Because, as Warren Buffet said, you grew up in a society which was the creation of others before you, and if you didn't have that society you and your parents wouldn't have had your own food, shelter and clothing.
Sure, I owe Society something for providing a starting point. I don't advocate anarchy. But what is this "society" you speak of and for so authoritatively? Further, what is the actual fabric of that society that has benefitted me and that I owe? Yet further, what parts of society actually hindered me? Certainly you realize that our society, like any framework, has its good parts and bad parts. Have you thought about that? Have you followed that thought to its logical conclusion in that some people succeed despite obstacles put forth by the society they live in? Think about what a woman who taught herself how to read in Afghanistan circa 1999. What did she owe the goals of the Taliban? Ooh, the government != society? Now you're really thinking... I like that.

- [Supplied records]:
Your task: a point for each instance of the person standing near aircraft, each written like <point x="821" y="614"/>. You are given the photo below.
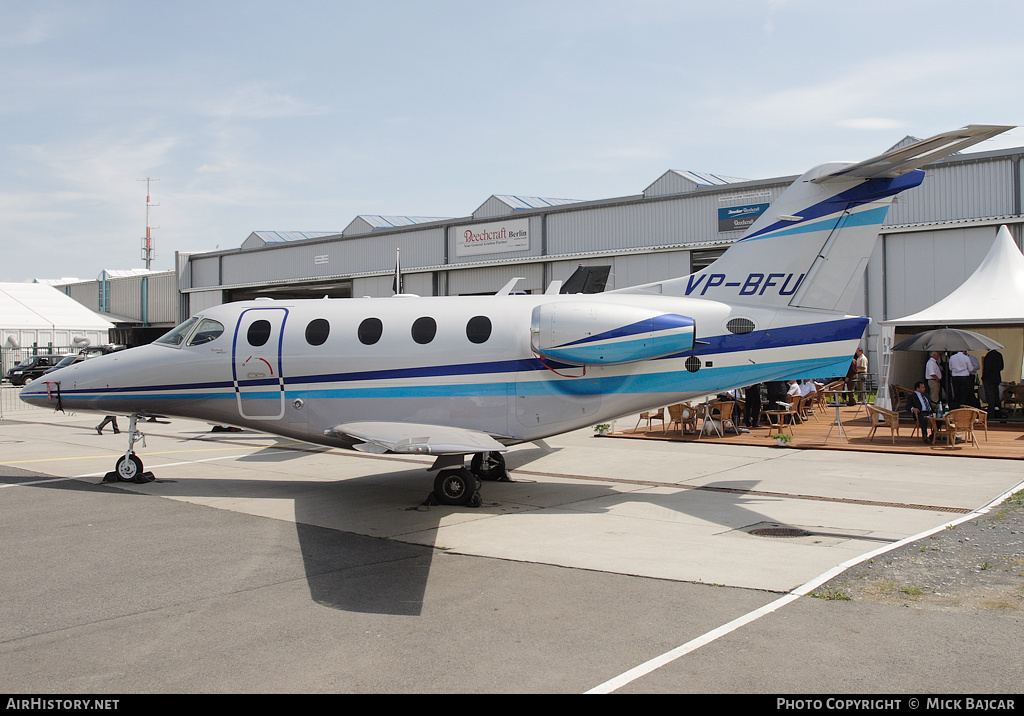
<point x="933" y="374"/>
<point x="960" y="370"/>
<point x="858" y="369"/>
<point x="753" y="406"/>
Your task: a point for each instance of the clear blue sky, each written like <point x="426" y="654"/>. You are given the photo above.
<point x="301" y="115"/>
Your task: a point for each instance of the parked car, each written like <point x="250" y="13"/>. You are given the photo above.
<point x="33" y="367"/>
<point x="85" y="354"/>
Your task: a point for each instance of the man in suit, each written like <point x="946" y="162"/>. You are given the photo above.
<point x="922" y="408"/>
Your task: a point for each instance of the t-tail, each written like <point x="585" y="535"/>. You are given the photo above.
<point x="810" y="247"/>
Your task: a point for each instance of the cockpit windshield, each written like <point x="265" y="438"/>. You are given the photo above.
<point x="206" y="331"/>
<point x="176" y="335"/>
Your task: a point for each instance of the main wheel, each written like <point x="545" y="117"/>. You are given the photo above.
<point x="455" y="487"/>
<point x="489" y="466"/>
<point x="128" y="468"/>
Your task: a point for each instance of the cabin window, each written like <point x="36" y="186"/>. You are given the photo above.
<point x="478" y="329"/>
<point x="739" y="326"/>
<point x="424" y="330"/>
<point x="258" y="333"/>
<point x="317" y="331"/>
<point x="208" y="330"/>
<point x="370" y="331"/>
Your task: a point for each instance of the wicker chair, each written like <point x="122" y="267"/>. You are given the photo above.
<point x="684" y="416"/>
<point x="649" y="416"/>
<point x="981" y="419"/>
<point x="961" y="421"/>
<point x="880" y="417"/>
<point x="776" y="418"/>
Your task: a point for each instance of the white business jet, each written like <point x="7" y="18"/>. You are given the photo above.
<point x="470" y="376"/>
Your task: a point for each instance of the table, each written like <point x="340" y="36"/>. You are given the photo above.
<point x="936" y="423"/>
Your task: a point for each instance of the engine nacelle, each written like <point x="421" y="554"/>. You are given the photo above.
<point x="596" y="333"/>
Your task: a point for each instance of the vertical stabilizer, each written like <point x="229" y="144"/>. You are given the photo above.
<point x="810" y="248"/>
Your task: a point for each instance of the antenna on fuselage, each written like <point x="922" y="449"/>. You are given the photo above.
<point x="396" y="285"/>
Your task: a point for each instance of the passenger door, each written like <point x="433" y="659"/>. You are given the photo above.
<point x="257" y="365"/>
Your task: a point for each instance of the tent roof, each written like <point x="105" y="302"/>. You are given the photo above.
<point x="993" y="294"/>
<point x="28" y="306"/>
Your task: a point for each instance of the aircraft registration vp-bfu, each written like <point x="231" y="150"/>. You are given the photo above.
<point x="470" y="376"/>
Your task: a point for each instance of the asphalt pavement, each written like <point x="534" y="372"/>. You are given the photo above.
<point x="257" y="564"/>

---

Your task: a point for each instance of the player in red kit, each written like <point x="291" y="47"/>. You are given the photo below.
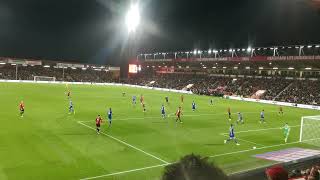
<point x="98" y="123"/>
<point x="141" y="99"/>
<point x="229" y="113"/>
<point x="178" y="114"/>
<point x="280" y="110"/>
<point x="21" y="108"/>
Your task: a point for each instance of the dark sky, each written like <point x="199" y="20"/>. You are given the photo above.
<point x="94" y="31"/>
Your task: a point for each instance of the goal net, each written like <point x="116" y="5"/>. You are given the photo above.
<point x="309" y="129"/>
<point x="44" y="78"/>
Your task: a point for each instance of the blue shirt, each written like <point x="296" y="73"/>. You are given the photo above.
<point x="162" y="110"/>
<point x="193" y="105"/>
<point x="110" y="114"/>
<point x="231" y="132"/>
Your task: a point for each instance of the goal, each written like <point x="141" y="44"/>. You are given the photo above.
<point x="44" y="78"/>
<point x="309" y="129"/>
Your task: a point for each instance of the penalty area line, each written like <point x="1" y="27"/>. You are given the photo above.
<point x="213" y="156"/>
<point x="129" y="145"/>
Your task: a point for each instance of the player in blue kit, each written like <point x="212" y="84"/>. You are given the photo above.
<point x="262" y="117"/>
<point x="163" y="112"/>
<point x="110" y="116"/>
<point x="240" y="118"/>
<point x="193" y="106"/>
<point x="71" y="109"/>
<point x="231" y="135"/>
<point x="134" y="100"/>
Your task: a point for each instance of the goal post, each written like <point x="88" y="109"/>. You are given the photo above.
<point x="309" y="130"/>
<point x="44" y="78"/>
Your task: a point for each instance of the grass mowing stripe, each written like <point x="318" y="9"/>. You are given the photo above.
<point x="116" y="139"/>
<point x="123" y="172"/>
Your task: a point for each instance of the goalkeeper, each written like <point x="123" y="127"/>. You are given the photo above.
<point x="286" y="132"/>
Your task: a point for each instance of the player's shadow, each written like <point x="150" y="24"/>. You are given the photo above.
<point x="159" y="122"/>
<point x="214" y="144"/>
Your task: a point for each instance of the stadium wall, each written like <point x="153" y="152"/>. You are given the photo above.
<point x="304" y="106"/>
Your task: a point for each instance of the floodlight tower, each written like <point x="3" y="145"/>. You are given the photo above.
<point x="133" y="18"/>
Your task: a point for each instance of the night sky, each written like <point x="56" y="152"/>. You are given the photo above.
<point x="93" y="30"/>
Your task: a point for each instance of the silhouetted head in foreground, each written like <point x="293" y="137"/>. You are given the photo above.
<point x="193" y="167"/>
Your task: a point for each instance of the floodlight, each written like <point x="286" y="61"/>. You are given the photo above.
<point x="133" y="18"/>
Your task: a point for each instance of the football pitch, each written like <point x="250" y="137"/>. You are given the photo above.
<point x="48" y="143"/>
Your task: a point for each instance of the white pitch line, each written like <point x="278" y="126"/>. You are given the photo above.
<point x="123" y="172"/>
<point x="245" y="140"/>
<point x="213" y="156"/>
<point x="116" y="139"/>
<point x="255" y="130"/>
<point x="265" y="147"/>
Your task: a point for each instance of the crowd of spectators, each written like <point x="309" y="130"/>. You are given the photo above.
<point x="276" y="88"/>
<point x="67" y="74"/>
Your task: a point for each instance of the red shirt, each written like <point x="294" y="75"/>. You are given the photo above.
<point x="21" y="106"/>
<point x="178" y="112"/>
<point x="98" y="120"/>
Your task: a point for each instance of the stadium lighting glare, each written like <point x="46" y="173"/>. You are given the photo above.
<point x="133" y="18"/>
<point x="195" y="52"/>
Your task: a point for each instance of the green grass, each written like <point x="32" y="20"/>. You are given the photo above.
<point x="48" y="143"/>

- [What the exercise asks]: Set down the full passage about what a person owes society, word for word.

- [Solution to this task]:
Because, as Warren Buffet said, you grew up in a society which was the creation of others before you, and if you didn't have that society you and your parents wouldn't have had your own food, shelter and clothing.
Sure, I owe Society something for providing a starting point. I don't advocate anarchy. But what is this "society" you speak of and for so authoritatively? Further, what is the actual fabric of that society that has benefitted me and that I owe? Yet further, what parts of society actually hindered me? Certainly you realize that our society, like any framework, has its good parts and bad parts. Have you thought about that? Have you followed that thought to its logical conclusion in that some people succeed despite obstacles put forth by the society they live in? Think about what a woman who taught herself how to read in Afghanistan circa 1999. What did she owe the goals of the Taliban? Ooh, the government != society? Now you're really thinking... I like that.